** Task instructions **
Reproduce every line of the listing below, changing nothing.

Items from a data source:
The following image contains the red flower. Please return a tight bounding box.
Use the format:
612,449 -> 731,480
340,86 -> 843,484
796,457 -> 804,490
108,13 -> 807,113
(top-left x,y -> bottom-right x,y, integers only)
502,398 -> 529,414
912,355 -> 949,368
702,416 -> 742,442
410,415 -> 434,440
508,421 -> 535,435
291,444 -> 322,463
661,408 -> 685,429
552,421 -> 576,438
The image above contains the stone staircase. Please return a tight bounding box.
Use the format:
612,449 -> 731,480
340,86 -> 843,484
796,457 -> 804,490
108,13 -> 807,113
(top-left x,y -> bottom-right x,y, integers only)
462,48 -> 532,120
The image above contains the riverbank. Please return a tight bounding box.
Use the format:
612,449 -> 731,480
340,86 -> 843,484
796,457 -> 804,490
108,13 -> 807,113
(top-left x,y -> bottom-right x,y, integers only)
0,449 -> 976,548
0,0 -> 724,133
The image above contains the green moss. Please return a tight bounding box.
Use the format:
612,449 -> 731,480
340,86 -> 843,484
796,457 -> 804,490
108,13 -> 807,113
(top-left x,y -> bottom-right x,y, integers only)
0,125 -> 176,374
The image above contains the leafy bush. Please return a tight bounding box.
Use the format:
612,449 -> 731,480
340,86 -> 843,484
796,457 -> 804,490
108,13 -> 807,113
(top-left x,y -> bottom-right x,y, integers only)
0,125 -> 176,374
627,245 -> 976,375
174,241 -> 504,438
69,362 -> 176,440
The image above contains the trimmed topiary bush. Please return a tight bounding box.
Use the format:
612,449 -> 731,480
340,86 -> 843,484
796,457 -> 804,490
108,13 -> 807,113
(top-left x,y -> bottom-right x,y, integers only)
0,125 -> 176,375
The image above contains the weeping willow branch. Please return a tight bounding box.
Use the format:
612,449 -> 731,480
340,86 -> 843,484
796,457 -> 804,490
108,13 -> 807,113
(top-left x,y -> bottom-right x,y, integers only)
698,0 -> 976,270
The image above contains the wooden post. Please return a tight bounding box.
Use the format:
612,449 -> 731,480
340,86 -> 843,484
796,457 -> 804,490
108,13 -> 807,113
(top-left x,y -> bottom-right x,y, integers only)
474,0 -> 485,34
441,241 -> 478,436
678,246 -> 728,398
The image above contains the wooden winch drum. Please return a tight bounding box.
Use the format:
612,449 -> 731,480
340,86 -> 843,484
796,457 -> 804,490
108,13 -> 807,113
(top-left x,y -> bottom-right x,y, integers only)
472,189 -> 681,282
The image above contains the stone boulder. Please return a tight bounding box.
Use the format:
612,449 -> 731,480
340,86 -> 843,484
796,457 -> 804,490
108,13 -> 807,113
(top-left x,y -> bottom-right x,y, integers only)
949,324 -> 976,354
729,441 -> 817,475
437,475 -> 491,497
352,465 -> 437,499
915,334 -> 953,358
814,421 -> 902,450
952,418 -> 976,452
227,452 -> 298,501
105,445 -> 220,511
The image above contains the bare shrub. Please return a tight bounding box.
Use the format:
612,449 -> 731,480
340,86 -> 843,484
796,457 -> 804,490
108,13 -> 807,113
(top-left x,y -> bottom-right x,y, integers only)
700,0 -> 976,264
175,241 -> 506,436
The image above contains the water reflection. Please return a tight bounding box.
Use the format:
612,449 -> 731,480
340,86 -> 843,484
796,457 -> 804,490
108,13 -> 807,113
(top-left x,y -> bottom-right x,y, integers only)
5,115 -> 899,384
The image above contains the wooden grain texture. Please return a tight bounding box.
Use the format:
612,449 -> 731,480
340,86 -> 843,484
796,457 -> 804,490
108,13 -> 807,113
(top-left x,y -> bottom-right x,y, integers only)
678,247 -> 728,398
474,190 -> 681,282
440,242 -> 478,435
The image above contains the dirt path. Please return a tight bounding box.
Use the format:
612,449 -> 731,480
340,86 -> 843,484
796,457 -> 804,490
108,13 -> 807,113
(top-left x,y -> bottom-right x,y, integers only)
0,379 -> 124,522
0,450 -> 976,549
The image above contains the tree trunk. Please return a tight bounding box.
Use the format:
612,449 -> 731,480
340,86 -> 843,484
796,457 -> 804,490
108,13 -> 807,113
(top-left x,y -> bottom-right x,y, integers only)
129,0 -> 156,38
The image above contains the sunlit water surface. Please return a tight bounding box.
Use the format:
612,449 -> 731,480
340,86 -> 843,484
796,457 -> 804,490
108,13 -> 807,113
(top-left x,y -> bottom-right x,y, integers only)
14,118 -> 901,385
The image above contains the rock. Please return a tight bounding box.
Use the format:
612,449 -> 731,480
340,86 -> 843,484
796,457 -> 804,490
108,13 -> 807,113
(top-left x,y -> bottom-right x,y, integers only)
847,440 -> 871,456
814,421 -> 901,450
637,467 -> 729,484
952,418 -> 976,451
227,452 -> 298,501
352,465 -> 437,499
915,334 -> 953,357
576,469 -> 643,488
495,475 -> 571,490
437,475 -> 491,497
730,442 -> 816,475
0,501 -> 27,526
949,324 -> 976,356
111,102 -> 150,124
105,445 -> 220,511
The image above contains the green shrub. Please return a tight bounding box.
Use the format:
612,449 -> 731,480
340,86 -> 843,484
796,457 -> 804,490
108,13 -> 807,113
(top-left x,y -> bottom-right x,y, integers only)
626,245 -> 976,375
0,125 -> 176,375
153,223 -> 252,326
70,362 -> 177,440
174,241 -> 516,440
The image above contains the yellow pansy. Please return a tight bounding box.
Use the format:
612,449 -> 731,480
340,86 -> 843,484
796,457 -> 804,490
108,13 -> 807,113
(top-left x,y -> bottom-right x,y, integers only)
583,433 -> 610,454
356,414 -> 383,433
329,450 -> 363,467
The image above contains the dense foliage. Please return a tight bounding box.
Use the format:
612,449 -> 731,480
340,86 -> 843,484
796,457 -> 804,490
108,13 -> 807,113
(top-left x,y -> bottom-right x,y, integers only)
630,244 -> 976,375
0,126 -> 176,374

** Expected output **
The following image contains the red flower. Please return a tight bounding box.
Use the format:
612,449 -> 731,480
340,86 -> 843,484
796,457 -> 804,490
108,13 -> 807,113
(top-left x,y -> bottom-right x,y, integers only)
502,398 -> 529,414
912,355 -> 949,368
702,416 -> 742,442
410,415 -> 434,440
508,421 -> 535,435
291,444 -> 322,463
661,408 -> 685,429
552,421 -> 576,438
The image above contains the stone staircase. Please return a tight bounding box.
Use the format:
612,449 -> 731,480
340,86 -> 843,484
796,457 -> 804,490
108,13 -> 807,113
(top-left x,y -> bottom-right x,y, integers only)
462,48 -> 532,120
The image above contains the riverbank. Please return a tight bounding box.
Use the format:
612,449 -> 731,480
340,86 -> 843,484
796,457 -> 804,490
108,13 -> 807,113
(top-left x,y -> bottom-right x,y, integers only)
0,449 -> 976,548
0,0 -> 724,133
The image above contains the green moss. Please return a tight bounding box.
Use the format:
612,449 -> 731,480
340,86 -> 843,484
796,457 -> 804,490
108,13 -> 807,113
(top-left x,y -> bottom-right x,y, integers only)
0,125 -> 176,374
The image above contains the leafy bush. Please return a tight bounding box.
Use the format:
612,449 -> 731,480
340,86 -> 843,484
796,457 -> 804,490
108,13 -> 807,113
(top-left x,y -> bottom-right x,y, integers only)
0,125 -> 176,374
627,245 -> 976,375
174,241 -> 504,438
69,362 -> 176,440
The image above contains the trimmed topiary bush. Please return a tight bounding box.
Use the format:
612,449 -> 731,480
340,86 -> 843,484
796,457 -> 804,490
108,13 -> 807,113
(top-left x,y -> bottom-right x,y, integers only)
0,125 -> 176,375
The image above contains the weeping willow branch. Please return a tight bounding box.
Use the format:
612,449 -> 731,480
340,86 -> 843,484
796,457 -> 804,490
108,13 -> 807,113
(top-left x,y -> bottom-right x,y, integers only)
698,0 -> 976,270
The image above contains the wooden post. Please return a tight bounding box.
Use the format:
612,449 -> 731,480
340,86 -> 843,484
796,457 -> 804,490
108,13 -> 807,113
(top-left x,y -> bottom-right x,y, integers only)
474,0 -> 485,34
441,241 -> 478,436
678,246 -> 728,398
The image above contains the wooden winch drum. Please return a tight bounding box.
Use the format:
612,449 -> 731,480
340,86 -> 843,484
796,457 -> 804,490
108,13 -> 807,113
(top-left x,y -> bottom-right x,y, integers only)
472,189 -> 681,282
The image above contains the stone boulder. Please return a tight bounding box.
Use the format:
612,449 -> 731,480
340,86 -> 843,484
796,457 -> 804,490
108,13 -> 807,113
(top-left x,y -> bottom-right x,y, integers only)
949,324 -> 976,354
729,441 -> 817,475
437,475 -> 491,497
352,465 -> 437,499
915,334 -> 953,358
814,421 -> 902,450
952,418 -> 976,452
227,452 -> 298,501
105,445 -> 220,511
The image above contains the bare shrub. Please return a tight bounding box.
Use the format:
612,449 -> 731,480
340,86 -> 843,484
796,457 -> 804,490
108,13 -> 807,113
(top-left x,y -> bottom-right x,y, integers only)
700,0 -> 976,264
175,241 -> 506,436
The image above contains the water reflection. Please return a tight bounding box.
Use the format:
612,449 -> 731,480
340,86 -> 843,484
796,457 -> 804,490
108,13 -> 807,113
(top-left x,y -> bottom-right x,y, integers only)
5,115 -> 899,384
The image above contains the wooden grain texture. Please return a tight bounding box.
Use the format:
612,449 -> 731,480
340,86 -> 843,484
796,457 -> 804,490
108,13 -> 807,113
(top-left x,y -> bottom-right x,y, integers only)
678,247 -> 728,398
474,190 -> 681,282
440,242 -> 478,435
The image above contains the dirt path. Please return a tight bounding box.
Use the format:
612,449 -> 731,480
340,86 -> 843,484
796,457 -> 804,490
108,13 -> 807,113
(top-left x,y -> bottom-right x,y, integers only)
0,379 -> 124,522
0,450 -> 976,549
The image above contains the tree trunk. Please return a tight bounding box.
Use the format:
612,449 -> 731,480
340,86 -> 843,484
796,457 -> 804,490
108,13 -> 807,113
(top-left x,y -> bottom-right x,y, integers only)
129,0 -> 156,38
The image above contains the sunlit water surface. Please return a tight bounding box.
Use the format:
612,449 -> 731,480
340,86 -> 843,484
796,457 -> 804,490
108,13 -> 807,113
(top-left x,y -> bottom-right x,y, integers only)
14,118 -> 901,385
The image above contains the rock. Please return a tight bounding box.
Use the format:
612,449 -> 731,480
340,86 -> 843,484
796,457 -> 804,490
108,13 -> 807,113
(top-left x,y -> bottom-right x,y, integers only)
847,440 -> 871,456
814,421 -> 901,450
637,467 -> 729,484
952,418 -> 976,451
227,452 -> 298,501
352,465 -> 437,499
915,334 -> 953,357
576,469 -> 643,488
495,475 -> 571,490
437,475 -> 491,497
730,442 -> 816,475
0,501 -> 27,526
949,324 -> 976,356
111,102 -> 150,124
105,445 -> 220,511
The image above contains the green shrub. Please return a tight bounding box.
Use the format:
612,449 -> 731,480
340,86 -> 843,484
796,457 -> 804,490
108,13 -> 807,113
(top-left x,y -> bottom-right x,y, integers only)
626,245 -> 976,375
0,125 -> 176,375
153,223 -> 252,326
70,362 -> 177,440
174,241 -> 516,440
The image above contains the yellow pansy. Please return a tight bounding box.
Use the format:
612,449 -> 731,480
340,86 -> 843,484
796,457 -> 804,490
108,13 -> 807,113
(top-left x,y -> bottom-right x,y, integers only)
583,433 -> 610,454
356,414 -> 383,433
329,450 -> 363,467
The image above contains the dense foliage. Please return a tight bounding box.
Use the format:
612,449 -> 731,480
340,86 -> 843,484
796,457 -> 804,490
108,13 -> 807,113
(top-left x,y -> bottom-right x,y, integers only)
630,244 -> 976,375
0,126 -> 176,374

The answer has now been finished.